# Provided entries
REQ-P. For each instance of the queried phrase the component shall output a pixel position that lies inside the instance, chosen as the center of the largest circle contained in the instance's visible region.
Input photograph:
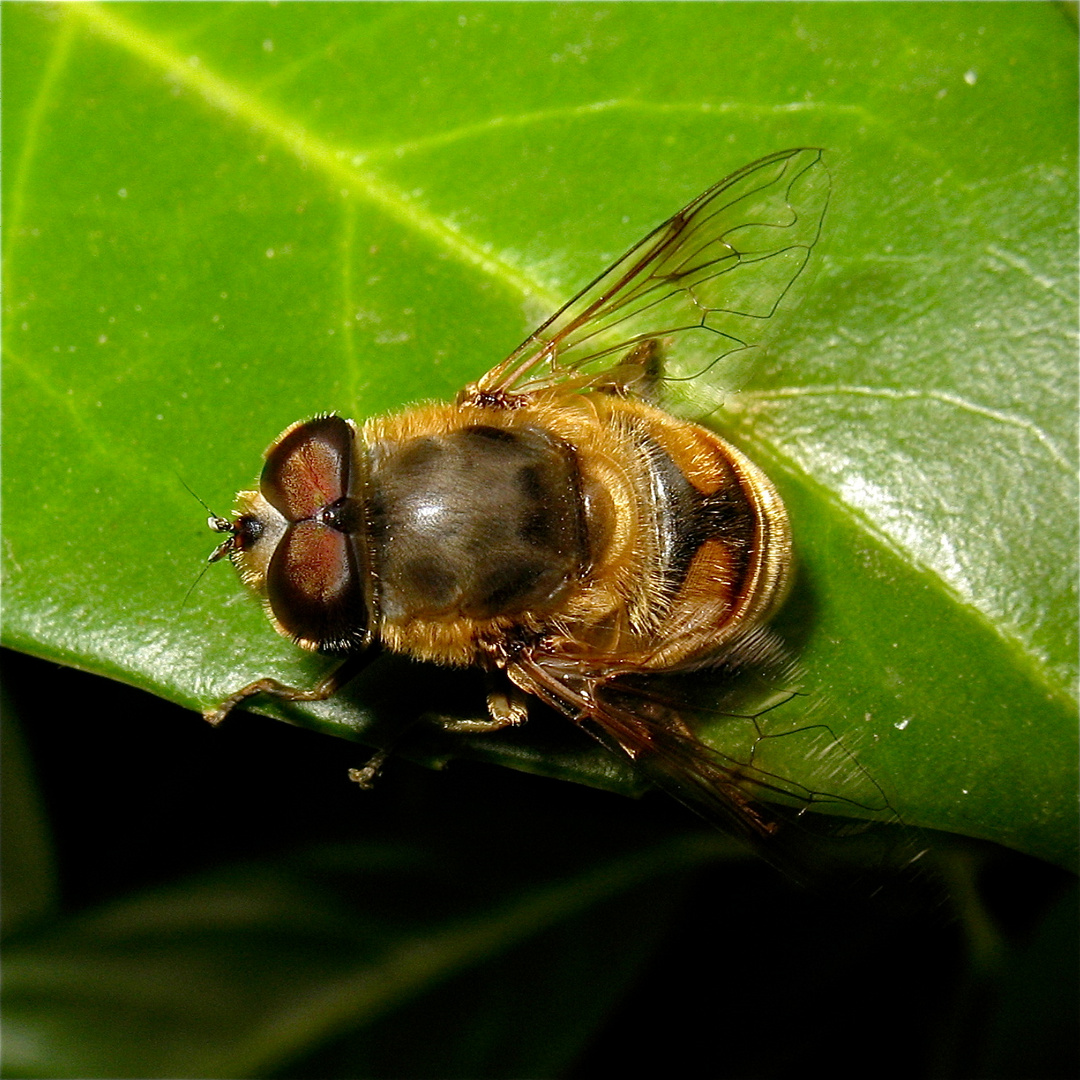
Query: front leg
(271, 688)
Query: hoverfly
(555, 525)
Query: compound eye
(308, 468)
(315, 590)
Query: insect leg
(507, 707)
(326, 688)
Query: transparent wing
(661, 723)
(702, 286)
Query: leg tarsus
(325, 688)
(507, 707)
(366, 774)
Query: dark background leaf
(220, 218)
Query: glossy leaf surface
(221, 218)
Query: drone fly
(555, 525)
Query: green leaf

# What needs to be done
A verbatim reproduction of each entry is expected, with every picture omitted.

# Exercise answer
REQ-P. For each instance of the queried phrase the component shall output a pixel position that lies inside the instance, chosen as the center of the largest circle contained in the instance's visible region.
Input photograph:
Query: front leg
(271, 688)
Query: hoverfly
(555, 525)
Query: compound eye
(308, 468)
(315, 590)
Query: insect leg
(507, 707)
(326, 688)
Query: transparent wing
(661, 723)
(702, 286)
Query: leg tarsus
(325, 688)
(507, 707)
(366, 774)
Query: dark background leaf
(220, 218)
Query: glossy leaf surface
(221, 218)
Query: drone fly
(555, 525)
Query: green leaf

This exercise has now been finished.